◆ TO DO
A - Answer these questions from the article on John Wallop, 1st Earl of Portsmouth, marking each answer (i), (ii), (iii):
(i) Who was Wallop's great-grandfather?
(ii) Which two constituencies returned him to Parliament in 1715, and which did he choose to sit for?
(iii) What appointment did he receive in 1717?
B - Summarize the article on John Wallop, 1st Earl of Portsmouth, in two sentences.
C - Transcribe the passage of the article on John Wallop, 1st Earl of Portsmouth, that begins at the words "British politician (1690–1762)" and stops after "Germany in 1710.".

= John Wallop, 1st Earl of Portsmouth =

British politician (1690–1762)

John Wallop, 1st Earl of Portsmouth (15 April 1690 – 22 November 1762), of Hurstbourne Park, near Whitchurch and Farleigh Wallop, Hampshire, known as John Wallop, 1st Viscount Lymington from 1720 to 1743, was a British politician who sat in the House of Commons from 1715 to 1720, when he vacated his seat on being raised to the peerage as Viscount Lymington and Baron Wallop.

==Early life==
Wallop was the third son of John Wallop, of Farleigh Wallop and his wife Alicia, daughter of William Borlase. The Wallops were an old and influential Hampshire family; his great-grandfather was the regicide Robert Wallop. His father died about 1694, and he succeeded an elder brother, Bluett Wallop, in the family estates in 1707. Wallop was educated at Eton in 1708, in Geneva from 1708 to 1709, and took his Grand Tour through Italy and Germany in 1710.

==Political career==
In 1715, Wallop was returned as a Whig Member of Parliament for both Andover, where a family interest existed, and Hampshire, choosing to sit for the latter. In 1717, he took the side of Stanhope and Sunderland over Walpole and Townshend and was rewarded with appointment as a junior Lord of the Treasury. He was re-elected without opposition at the ensuing by-election in Hampshire. However, he voted against the Government on the repeal of the Occasional Conformity and Schism Acts.

◆ RECORD EXTRACTS
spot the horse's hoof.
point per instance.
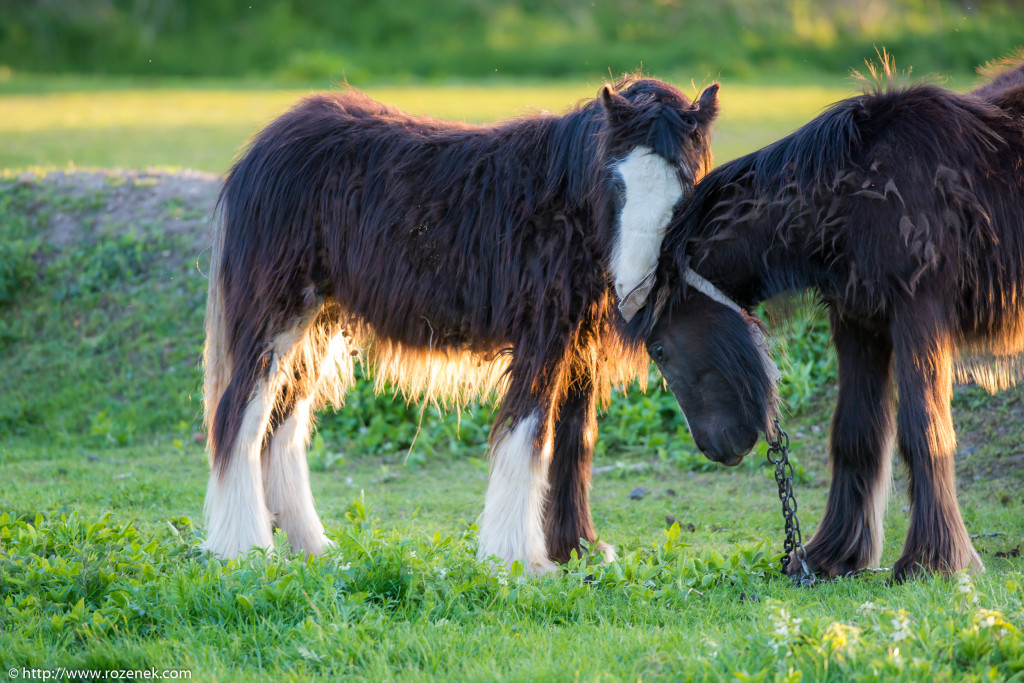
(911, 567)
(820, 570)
==
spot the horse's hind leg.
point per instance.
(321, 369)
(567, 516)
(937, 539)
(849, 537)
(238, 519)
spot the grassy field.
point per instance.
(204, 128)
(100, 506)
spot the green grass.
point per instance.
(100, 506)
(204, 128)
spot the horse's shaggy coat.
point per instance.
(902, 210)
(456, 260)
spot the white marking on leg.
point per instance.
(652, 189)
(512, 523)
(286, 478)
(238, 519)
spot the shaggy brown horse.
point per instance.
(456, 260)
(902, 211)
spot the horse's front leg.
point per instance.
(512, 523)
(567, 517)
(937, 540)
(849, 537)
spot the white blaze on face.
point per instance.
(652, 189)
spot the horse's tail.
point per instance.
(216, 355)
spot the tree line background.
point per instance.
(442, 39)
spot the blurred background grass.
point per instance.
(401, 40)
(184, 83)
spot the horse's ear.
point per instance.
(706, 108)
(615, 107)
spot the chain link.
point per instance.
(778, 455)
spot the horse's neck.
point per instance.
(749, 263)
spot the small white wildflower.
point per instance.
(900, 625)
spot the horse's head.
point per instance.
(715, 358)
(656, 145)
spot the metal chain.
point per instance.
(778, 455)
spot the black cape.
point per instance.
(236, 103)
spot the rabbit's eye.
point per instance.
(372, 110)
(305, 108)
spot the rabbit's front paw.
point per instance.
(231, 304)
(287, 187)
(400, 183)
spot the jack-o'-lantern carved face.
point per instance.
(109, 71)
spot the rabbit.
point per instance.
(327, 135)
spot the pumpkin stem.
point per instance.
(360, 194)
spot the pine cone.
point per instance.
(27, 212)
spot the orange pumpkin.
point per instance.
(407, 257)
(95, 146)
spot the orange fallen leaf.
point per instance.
==
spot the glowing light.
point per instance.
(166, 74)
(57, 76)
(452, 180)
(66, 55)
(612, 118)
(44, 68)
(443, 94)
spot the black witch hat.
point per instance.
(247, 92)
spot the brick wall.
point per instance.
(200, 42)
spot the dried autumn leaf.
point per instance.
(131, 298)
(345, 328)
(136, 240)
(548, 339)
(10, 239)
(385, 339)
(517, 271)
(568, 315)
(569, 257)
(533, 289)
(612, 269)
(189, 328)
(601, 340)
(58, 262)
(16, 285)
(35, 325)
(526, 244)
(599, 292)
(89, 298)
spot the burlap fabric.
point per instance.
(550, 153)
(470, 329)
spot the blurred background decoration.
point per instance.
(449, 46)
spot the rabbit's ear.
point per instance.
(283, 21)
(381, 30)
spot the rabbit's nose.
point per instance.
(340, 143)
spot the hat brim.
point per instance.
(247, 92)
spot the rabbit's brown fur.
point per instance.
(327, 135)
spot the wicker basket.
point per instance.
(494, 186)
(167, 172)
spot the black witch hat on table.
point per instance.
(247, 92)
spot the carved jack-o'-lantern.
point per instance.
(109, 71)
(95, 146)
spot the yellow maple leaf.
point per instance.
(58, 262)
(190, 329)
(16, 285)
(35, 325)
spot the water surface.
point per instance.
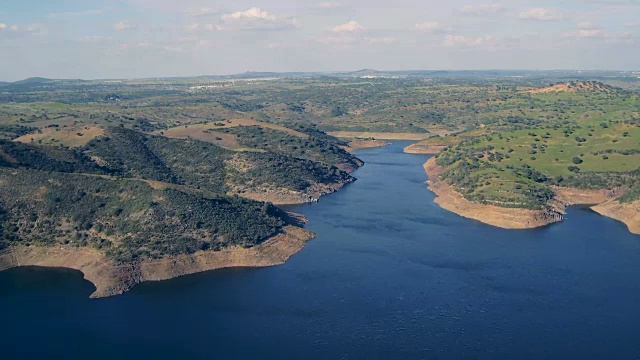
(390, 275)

◆ RESPONSES PER TASK
A -
(i) The regicide Robert Wallop.
(ii) Andover and Hampshire; he chose to sit for Hampshire.
(iii) He was appointed a junior Lord of the Treasury.

B - John Wallop, 1st Earl of Portsmouth (1690–1762), came from an old and influential Hampshire family and was a British politician who sat in the House of Commons from 1715 until 1720, when he was raised to the peerage as Viscount Lymington and Baron Wallop. Returned as a Whig for both Andover and Hampshire in 1715, he sat for Hampshire, sided with Stanhope and Sunderland in 1717 and was made a junior Lord of the Treasury, though he later voted against the Government on the repeal of the Occasional Conformity and Schism Acts.

C -
British politician (1690–1762)

John Wallop, 1st Earl of Portsmouth (15 April 1690 – 22 November 1762), of Hurstbourne Park, near Whitchurch and Farleigh Wallop, Hampshire, known as John Wallop, 1st Viscount Lymington from 1720 to 1743, was a British politician who sat in the House of Commons from 1715 to 1720, when he vacated his seat on being raised to the peerage as Viscount Lymington and Baron Wallop.

==Early life==
Wallop was the third son of John Wallop, of Farleigh Wallop and his wife Alicia, daughter of William Borlase. The Wallops were an old and influential Hampshire family; his great-grandfather was the regicide Robert Wallop. His father died about 1694, and he succeeded an elder brother, Bluett Wallop, in the family estates in 1707. Wallop was educated at Eton in 1708, in Geneva from 1708 to 1709, and took his Grand Tour through Italy and Germany in 1710.